Problem statement ::
Pull out the rows from the one containing "Your task is to find every evergreen" through the one containing "[0,78,130,130]", both included, and reproduce them word for word.

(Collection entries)
Begin

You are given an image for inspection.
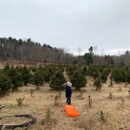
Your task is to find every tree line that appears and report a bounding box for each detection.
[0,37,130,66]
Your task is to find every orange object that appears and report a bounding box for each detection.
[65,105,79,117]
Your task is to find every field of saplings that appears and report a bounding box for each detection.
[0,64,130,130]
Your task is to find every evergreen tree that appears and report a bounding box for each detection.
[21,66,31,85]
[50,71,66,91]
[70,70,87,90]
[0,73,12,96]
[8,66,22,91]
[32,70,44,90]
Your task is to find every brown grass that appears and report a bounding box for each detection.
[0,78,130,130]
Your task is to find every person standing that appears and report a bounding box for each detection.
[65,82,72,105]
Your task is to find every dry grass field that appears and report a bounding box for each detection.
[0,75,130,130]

End
Begin

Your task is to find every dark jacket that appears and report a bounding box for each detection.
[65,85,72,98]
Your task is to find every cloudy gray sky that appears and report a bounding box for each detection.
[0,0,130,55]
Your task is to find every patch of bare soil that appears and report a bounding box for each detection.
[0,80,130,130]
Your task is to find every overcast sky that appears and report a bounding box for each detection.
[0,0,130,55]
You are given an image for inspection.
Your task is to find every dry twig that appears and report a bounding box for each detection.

End

Correct response ::
Your task is to find every evergreen tree that appears and report a bounding box for each detection.
[21,66,31,85]
[50,71,66,91]
[70,70,87,90]
[0,73,12,96]
[8,66,22,91]
[32,70,44,90]
Your task is to find every brown grass that appears and report a bounding box for each detection.
[0,78,130,130]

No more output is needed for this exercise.